What to work on:
Answer these questions from the article on Jesus's diet:
(a) According to the article, was Jesus a vegetarian or a pescetarian, and for what kind of reasons?
(b) Which body of water is given as the reason to consider whether he made an exception for fish?
(c) On which principles, according to the article, is vegetarianism in several modern religions often based?

Selected extract:
----------------
Jesus, a Vegetarian or Pescetarian? (Hint Money, not Convictions)

Jesus ate a kosher diet, but was it Vegetarian or Pescetarian?

Jesus was not a vegetarian but a pescetarian, and this was because of economic reasons, not religious convictions.

After reading a number of articles claiming Jesus was either a vegetarian or a bloodthirsty carnivore.

I turned to reading more about his life from the gospels, including the writings outside of the Bible. Researching the Ebbobinite’s writing recorded in Clementine Homilies and the Recognitions of Clement. Along with Eusebius and others mentioning the diet of many of the apostles and James the Just, Jesus’ brother.

Raising some very interesting questions about what did Jesus eat and not eat. And Why.

The why is what really drove me to my conclusion but I am getting ahead of myself.

Let’s first define terms and look at a few modern-day religious vegetarian groups for context.

What is a Vegetarian?

A vegetarian is an individual who chooses to exclude meat, poultry, fish, and other forms of animal flesh from their diet. The term “vegetarian” typically refers to someone who consumes plant-based foods only, including fruits, vegetables, grains, legumes, nuts, and seeds.

However, there are several sub-categories within the vegetarian community, which are based on the types and levels of animal products they consume. But for our conversation about Jesus, we are strictly discussing vegetarians in the broad sense as someone who does not eat meat.

Because of his proximity to the Sea of Galilee and its fishing industry, we will also consider did he make an exception for fish. Refraining from all meat except fish in his diet.

Several modern religions around the world encourage or require vegetarianism among their followers. This is often based on principles like compassion, non-violence, and respect for all life forms.
----------------
Record excerpts:
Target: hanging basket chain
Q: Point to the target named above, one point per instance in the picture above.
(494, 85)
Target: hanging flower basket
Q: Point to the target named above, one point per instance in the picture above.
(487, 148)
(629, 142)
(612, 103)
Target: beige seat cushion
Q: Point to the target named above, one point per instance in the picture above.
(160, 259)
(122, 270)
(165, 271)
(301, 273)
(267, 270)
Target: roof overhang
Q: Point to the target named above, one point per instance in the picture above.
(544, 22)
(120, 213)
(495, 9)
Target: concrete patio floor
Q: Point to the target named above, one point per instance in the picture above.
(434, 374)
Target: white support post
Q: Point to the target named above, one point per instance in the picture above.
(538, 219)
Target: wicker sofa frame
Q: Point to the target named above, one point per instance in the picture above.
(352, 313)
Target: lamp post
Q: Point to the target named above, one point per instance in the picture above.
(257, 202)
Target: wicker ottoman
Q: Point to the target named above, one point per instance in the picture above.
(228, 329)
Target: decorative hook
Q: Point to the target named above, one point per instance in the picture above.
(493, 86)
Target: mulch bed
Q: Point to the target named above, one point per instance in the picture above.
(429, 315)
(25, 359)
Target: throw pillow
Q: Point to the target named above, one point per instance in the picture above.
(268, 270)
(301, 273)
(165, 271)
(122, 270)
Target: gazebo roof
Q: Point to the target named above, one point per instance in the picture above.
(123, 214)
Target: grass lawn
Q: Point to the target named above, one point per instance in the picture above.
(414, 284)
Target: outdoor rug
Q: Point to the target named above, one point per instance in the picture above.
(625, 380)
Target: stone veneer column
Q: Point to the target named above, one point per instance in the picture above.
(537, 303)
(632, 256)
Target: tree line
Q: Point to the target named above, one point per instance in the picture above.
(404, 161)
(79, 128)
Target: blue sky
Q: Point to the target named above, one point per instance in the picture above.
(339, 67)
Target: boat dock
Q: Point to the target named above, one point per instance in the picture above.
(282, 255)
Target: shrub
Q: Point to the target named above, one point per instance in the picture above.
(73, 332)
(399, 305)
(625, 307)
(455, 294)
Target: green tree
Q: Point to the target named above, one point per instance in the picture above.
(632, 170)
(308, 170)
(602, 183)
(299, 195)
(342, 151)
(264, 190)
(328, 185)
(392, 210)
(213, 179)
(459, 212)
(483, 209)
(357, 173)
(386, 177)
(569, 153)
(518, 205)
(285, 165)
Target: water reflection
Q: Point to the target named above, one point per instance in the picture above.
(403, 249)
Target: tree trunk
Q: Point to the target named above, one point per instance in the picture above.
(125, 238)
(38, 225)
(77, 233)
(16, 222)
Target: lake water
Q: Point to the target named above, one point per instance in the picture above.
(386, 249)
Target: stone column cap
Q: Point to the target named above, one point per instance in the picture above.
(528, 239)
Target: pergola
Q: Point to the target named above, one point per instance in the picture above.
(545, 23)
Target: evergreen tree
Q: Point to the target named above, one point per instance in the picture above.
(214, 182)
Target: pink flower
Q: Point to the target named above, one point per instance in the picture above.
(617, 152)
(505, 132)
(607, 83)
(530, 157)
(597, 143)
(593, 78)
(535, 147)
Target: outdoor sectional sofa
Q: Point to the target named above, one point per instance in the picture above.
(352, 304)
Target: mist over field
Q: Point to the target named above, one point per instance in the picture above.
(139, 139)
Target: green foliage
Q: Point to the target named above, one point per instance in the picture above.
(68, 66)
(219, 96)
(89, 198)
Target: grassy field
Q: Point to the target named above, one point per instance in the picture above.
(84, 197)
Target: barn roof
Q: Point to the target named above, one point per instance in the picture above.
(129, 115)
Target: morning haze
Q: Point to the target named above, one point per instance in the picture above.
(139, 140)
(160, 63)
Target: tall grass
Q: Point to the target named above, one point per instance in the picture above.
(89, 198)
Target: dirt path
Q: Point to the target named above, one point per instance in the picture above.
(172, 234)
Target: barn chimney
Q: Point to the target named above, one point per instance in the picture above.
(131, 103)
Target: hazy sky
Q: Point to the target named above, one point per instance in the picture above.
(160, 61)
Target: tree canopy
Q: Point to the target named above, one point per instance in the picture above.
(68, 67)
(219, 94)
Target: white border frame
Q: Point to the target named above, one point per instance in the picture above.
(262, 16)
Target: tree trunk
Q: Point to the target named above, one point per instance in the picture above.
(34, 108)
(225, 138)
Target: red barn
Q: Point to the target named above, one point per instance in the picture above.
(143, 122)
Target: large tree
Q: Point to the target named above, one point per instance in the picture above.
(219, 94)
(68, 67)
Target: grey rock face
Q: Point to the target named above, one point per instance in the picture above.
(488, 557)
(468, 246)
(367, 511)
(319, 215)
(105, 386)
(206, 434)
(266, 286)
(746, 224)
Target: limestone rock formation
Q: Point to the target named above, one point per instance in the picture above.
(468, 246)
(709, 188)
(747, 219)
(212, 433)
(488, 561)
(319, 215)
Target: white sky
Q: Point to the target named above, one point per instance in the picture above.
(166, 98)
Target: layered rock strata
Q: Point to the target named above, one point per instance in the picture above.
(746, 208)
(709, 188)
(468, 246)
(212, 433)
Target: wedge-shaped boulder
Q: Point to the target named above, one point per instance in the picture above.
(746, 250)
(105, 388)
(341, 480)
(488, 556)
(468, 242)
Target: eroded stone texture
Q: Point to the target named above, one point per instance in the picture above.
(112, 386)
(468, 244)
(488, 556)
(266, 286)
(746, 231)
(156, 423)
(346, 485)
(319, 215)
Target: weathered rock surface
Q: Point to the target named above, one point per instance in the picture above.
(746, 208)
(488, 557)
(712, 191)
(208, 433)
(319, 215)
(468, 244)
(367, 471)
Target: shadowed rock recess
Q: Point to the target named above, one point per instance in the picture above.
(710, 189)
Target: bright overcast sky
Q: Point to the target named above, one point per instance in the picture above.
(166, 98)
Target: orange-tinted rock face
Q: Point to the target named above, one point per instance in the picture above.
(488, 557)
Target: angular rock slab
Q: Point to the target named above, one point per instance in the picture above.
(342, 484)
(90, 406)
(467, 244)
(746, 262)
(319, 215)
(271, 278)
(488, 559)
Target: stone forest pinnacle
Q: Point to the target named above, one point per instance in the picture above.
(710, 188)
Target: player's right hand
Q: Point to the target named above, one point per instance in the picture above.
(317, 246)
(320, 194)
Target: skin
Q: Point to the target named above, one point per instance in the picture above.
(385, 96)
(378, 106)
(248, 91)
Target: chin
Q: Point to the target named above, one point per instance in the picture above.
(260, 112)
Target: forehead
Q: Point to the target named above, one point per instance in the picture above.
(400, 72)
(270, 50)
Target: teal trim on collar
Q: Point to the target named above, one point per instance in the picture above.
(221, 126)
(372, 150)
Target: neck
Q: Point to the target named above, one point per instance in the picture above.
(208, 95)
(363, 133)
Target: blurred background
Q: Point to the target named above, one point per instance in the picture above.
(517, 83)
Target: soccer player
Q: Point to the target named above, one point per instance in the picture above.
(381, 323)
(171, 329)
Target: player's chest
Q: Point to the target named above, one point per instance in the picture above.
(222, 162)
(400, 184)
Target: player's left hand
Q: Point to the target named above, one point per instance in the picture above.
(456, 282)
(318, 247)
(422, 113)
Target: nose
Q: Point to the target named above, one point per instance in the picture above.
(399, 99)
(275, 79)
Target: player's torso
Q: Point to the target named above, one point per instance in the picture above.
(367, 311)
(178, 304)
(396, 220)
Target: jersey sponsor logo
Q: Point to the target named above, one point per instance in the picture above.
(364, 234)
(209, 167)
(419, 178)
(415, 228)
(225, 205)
----------------
Answer for the task:
(a) A pescetarian, for economic reasons rather than religious convictions.
(b) The Sea of Galilee.
(c) Compassion, non-violence, and respect for all life forms.